**Selected text:**
So here’s why I love strata:
- It’s a perfect make-ahead dish, whether you’re making it for a lazy weekend brunch or to tuck into the freezer for easy lunches or dinners.
- It’s loaded with protein! There are 9 eggs in this dish, plus nearly a liter of milk, plus a good amount of cheese.
- It’s an excellent vehicle for sneaky vegetables.
- It’s warm and comforting and all kinds of delicious.
Trust me, you’re gonna love it!
Although I strive to keep things as simple as possible here on The Muffin Myth, I hope you’ll forgive the extra step of sautéing the chard. It’s well worth it both in terms of flavour, as the chard gets nicely seasoned in the pan, and in texture, as it cooks a good amount of water out of the crunchy greens. Then, layered into a buttered baking dish with cubes of wholegrain bread (slightly stale is preferable, though not essential) and gruyere and Parmesan cheese, soaked in an eggy custard and then baked until puffed and golden, you’ve got make-ahead brunch / lunch / dinner perfection.

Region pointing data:
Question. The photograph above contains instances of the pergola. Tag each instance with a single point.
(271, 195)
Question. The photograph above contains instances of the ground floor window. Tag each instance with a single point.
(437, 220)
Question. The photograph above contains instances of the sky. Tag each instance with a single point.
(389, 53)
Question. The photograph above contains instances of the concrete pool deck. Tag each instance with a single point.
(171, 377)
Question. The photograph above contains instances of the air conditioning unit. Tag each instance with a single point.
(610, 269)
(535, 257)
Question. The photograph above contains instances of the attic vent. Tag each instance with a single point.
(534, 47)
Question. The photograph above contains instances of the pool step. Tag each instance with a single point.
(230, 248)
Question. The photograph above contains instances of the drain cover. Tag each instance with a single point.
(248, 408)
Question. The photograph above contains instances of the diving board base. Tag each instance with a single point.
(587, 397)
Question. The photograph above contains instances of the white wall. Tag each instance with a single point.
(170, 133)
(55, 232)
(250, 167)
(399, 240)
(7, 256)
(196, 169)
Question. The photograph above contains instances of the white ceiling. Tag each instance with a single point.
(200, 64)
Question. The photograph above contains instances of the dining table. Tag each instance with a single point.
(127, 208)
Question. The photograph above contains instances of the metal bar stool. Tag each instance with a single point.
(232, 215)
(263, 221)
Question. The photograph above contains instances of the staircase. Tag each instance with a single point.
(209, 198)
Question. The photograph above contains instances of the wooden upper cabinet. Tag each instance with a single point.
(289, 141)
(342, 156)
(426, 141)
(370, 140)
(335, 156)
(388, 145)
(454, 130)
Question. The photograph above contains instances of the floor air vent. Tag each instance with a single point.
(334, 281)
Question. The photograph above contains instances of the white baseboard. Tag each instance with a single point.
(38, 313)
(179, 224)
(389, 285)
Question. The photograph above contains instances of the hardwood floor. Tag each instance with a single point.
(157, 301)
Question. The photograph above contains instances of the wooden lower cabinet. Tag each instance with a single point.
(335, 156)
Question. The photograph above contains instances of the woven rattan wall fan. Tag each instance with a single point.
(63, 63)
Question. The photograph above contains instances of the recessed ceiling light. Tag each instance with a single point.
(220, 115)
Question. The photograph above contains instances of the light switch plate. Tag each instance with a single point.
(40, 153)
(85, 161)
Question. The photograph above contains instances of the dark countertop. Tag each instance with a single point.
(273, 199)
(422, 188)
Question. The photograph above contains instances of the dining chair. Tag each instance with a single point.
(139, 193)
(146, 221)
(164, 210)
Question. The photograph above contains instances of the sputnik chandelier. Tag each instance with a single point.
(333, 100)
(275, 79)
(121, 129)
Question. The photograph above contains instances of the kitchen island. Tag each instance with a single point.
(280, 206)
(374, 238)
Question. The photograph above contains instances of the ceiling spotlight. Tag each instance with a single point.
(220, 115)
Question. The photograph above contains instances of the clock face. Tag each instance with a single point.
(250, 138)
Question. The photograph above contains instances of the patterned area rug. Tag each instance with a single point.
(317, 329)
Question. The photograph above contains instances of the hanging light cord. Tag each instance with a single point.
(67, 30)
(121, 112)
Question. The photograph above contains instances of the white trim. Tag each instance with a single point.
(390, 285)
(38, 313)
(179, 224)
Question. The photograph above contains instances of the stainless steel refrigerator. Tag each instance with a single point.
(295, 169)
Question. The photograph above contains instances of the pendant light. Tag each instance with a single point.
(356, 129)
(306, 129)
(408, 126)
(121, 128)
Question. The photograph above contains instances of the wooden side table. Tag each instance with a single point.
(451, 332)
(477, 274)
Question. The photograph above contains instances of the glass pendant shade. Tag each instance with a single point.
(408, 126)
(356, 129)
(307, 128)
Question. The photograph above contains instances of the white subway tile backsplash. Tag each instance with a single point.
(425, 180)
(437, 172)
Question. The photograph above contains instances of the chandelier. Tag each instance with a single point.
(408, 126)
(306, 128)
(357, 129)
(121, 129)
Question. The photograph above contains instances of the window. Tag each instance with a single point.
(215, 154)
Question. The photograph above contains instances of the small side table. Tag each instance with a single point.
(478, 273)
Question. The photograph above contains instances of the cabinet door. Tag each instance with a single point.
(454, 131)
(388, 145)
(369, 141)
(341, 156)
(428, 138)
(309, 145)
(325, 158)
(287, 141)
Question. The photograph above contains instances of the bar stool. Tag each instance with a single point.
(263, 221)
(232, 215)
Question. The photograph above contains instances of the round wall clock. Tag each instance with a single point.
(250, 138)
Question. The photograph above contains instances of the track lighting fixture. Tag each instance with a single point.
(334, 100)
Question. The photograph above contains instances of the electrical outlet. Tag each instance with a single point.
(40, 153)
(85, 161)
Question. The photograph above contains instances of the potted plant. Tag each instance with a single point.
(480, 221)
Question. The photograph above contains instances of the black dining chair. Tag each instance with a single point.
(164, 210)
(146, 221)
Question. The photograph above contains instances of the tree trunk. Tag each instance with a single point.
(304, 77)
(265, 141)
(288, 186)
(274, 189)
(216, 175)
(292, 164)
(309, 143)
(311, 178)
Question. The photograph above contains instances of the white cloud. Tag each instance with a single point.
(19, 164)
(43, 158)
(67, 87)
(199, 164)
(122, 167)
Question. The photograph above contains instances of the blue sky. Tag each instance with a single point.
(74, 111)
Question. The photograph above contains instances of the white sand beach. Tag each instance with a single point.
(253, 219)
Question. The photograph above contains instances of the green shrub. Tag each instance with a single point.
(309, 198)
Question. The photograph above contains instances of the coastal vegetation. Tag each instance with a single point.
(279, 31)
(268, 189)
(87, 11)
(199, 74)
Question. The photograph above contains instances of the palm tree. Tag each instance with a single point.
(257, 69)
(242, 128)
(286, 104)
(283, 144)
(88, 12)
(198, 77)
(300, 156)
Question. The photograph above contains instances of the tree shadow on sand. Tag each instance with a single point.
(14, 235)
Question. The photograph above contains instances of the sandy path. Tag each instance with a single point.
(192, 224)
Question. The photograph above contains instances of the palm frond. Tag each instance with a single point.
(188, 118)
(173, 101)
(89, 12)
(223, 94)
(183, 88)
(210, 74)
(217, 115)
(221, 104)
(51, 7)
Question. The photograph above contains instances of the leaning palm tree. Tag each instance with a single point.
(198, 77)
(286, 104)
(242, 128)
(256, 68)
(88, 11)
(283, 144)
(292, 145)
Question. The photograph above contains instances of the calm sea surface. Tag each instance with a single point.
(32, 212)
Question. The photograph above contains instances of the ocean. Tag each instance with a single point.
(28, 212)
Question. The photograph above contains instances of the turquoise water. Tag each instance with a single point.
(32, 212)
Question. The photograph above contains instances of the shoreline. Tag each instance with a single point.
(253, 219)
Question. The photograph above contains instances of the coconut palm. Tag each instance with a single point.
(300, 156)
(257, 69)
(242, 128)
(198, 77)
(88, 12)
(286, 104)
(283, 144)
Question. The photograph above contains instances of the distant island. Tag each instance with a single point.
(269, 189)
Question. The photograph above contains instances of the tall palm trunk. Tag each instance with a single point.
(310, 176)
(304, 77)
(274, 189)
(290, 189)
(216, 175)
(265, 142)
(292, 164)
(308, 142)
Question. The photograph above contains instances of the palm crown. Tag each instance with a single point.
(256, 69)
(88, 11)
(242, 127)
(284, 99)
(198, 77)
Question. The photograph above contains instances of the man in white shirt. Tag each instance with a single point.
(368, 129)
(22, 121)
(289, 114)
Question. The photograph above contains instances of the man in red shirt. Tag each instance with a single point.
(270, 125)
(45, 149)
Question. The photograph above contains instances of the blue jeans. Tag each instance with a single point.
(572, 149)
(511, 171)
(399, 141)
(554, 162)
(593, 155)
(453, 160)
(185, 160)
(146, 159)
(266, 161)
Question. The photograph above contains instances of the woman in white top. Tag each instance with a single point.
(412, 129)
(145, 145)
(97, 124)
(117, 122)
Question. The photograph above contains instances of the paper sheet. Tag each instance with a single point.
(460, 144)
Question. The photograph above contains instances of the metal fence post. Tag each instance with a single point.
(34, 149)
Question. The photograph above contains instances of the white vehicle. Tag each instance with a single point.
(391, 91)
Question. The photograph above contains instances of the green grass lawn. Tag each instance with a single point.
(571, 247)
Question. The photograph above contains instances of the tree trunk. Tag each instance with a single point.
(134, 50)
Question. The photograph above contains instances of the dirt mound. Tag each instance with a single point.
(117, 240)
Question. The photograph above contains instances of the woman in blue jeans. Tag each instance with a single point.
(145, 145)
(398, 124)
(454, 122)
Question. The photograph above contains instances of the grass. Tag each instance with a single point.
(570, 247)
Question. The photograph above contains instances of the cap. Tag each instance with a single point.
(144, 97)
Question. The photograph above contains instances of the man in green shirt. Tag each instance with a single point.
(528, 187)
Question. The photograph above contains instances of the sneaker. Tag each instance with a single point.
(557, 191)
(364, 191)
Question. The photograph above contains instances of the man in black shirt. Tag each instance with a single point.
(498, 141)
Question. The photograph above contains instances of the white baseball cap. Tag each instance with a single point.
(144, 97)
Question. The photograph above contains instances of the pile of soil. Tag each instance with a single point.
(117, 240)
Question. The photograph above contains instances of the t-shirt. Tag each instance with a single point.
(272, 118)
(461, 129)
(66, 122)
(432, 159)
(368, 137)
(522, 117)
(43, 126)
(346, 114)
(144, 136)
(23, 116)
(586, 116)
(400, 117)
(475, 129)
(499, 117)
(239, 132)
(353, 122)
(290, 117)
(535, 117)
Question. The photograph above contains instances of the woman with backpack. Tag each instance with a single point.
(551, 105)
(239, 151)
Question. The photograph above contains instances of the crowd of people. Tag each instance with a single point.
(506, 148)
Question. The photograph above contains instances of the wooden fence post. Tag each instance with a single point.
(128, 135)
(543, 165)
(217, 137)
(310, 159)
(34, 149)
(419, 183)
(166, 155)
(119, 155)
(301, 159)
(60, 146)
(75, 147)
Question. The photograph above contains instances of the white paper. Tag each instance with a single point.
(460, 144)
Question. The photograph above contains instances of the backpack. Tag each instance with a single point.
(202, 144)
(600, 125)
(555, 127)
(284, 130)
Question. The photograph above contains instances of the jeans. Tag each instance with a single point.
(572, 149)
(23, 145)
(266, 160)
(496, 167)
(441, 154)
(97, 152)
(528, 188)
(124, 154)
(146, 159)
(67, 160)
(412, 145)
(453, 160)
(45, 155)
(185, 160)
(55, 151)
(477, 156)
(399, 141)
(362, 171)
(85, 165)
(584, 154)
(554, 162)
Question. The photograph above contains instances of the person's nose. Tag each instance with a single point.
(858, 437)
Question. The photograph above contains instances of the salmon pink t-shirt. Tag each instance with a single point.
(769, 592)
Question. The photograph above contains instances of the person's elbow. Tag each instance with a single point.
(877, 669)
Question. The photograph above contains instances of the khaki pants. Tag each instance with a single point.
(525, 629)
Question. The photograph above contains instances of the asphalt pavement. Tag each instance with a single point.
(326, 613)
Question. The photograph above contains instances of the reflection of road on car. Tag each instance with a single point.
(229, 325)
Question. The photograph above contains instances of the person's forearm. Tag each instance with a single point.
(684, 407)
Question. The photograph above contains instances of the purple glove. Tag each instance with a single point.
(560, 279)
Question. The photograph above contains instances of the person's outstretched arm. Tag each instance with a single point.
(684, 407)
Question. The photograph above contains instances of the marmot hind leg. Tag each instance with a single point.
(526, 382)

**Problem to work on:**
List every reason the strata text above gives for loving strata.

**Solution for this task:**
- It's a perfect make-ahead dish, for a lazy weekend brunch or for the freezer for easy lunches or dinners.
- It's loaded with protein: 9 eggs, nearly a liter of milk, and a good amount of cheese.
- It's an excellent vehicle for sneaky vegetables.
- It's warm and comforting and all kinds of delicious.